• **Problem to work on**
Copy the listing verbatim, starting at the line that contains "For the baked" and ending with the last line of the listing, both ends included.

[Rows from an object pointing dataset]
>>

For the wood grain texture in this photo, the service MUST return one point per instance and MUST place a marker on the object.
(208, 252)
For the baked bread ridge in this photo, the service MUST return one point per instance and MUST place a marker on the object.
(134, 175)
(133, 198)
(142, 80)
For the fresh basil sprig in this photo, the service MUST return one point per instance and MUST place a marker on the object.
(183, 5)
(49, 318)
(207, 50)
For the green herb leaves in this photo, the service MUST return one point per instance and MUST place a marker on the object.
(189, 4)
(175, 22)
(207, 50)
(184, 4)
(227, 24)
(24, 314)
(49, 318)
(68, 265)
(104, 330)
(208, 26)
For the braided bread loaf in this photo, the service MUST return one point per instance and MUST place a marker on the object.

<<

• **The output**
For the baked bread ridge in this photo, the service MUST return one point per instance and MUST place a marker on the object.
(134, 175)
(133, 198)
(142, 80)
For the fresh basil sprig in this photo, the service MUST return one point per instance and MUST place a marker on the object.
(183, 5)
(49, 318)
(207, 50)
For the green herb leaves in this photo, the service MUST return one point per instance and MUST place a marker on the object.
(189, 4)
(175, 22)
(207, 50)
(184, 4)
(227, 24)
(24, 314)
(49, 318)
(68, 265)
(104, 330)
(208, 26)
For the braided bread loaf in this photo, the service MUST return one point per instance and MUST place a marker on the object.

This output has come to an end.